The request:
Format every line in the rows as a JSON list of strings, with one string per line and blank lines omitted.

Some rows:
* * *

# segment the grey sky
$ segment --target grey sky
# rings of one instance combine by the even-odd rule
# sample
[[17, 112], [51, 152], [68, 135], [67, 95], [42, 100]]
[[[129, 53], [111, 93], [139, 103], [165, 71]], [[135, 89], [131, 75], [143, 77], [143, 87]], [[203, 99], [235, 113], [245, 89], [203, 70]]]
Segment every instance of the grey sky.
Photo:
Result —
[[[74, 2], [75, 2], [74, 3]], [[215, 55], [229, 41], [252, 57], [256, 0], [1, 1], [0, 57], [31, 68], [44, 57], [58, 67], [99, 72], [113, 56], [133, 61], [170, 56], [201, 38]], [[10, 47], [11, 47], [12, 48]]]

* * *

Answer:
[
  "# segment the grey sky",
  "$ segment --target grey sky",
  "# rings of one instance combine by the even-odd rule",
  "# sample",
  "[[17, 112], [51, 152], [68, 135], [67, 95], [42, 100]]",
  "[[[129, 53], [111, 93], [139, 103], [165, 71]], [[135, 89], [131, 75], [143, 77], [143, 87]], [[203, 99], [235, 113], [245, 89], [203, 70]]]",
  "Segment every instance of the grey sky.",
  "Photo:",
  "Result —",
  "[[[74, 2], [75, 2], [74, 3]], [[215, 55], [229, 41], [252, 57], [256, 0], [1, 1], [0, 57], [31, 68], [44, 57], [58, 67], [99, 72], [113, 56], [133, 61], [170, 56], [201, 38]], [[10, 47], [11, 47], [12, 48]]]"
]